- SUPPLIED TEXT:
Two chapters ago will tell you why .004578 is used for the solar lines on the day of the eclipse. It was as simple as using the angular solar radius like so: .262275 / 57.295 = 004578 mile. The 57.295 represents the straight line on a protractor (= the zero-degree line). I turned my solar lines into giant protractors using 57.295 as the distance of the protractor's line. No matter how long the cosmic line, it needs to be viewed as 57.295 units long (360 / pi / 2). Actually, the number comes out as 57.296 when using more decimals of pi (3.14159265).

The protractor's line, for example, is the M line in the E-M triangle. The degree rise on a protractor is then the distance between E and M at the open end of the lines (it can be the earth radius or diameter), and the tip of E-M is where the straight line of the protractor starts. One can do the same with the angular lines of the sun; let the bottom line be the protractor line, and the solar diameter or radius becomes the degree of spread. I can't tell you how happy I was to find this 57.295 magic. It put me on the fast track to solving the task I had undertaken without it. It allows people on the street to test what astronomers have lied to us about, and allows normally-educated teenagers to find the solar distance on their own.

[Records drawn from a collection]
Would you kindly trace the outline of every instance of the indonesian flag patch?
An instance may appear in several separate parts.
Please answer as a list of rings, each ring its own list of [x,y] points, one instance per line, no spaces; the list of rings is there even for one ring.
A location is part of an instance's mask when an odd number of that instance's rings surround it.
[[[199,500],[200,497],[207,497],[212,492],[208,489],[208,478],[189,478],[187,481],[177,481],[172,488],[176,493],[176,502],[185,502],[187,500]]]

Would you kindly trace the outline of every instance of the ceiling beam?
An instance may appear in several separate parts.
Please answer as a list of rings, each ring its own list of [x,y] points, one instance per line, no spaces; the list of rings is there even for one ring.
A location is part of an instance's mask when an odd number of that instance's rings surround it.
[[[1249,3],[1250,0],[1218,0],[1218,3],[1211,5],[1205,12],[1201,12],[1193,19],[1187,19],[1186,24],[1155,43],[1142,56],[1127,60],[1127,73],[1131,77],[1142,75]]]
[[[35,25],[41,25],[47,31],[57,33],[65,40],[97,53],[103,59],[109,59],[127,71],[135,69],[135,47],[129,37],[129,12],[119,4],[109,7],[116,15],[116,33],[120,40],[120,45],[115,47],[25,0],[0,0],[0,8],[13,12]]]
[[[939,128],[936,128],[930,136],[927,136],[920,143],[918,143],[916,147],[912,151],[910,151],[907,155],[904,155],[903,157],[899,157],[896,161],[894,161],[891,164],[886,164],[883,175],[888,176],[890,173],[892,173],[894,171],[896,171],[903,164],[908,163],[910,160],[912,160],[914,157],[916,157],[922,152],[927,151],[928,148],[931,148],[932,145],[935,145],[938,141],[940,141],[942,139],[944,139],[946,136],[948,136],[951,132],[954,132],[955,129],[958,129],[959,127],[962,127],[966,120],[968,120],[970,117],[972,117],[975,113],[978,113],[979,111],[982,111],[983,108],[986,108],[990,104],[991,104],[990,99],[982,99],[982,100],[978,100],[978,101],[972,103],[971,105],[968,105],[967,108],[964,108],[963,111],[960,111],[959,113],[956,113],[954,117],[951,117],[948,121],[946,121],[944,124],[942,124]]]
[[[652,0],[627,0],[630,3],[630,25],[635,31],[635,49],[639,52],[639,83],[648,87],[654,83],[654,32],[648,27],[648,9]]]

- TASK DETAILS: Extend the passage about the 57.295 protractor line and solar angles, picking up right after its final sentence.

- EXERCISE RESPONSE:
Precisely because the time given between U1 and U4 provides 6,346 is what proves the times given as erroneous, for when using the time span between U1 and U3, the umbra comes in at roughly 6,208 miles (I had used 2.87 x 2,163 = 6,208; the precise math should be 2.8664 x 2,163 mph = 6,200.0). No matter which set of times one uses, the umbra must always work out to be the same diameter, obviously. Clearly, they are lying about the times, and I would like to know what the real times were. The most-important task we can have in this regard is the finding of the absolute-correct angle of the E-M lines during this or similar lunar eclipse. It will prove to the teenager the correct solar distance, and alert the world that astronomy is fraudulent in its claim for the volume of the cosmos. Someone in a position of power needs to call on NASA to get the correct times for this eclipse, and the one also for July of 2018.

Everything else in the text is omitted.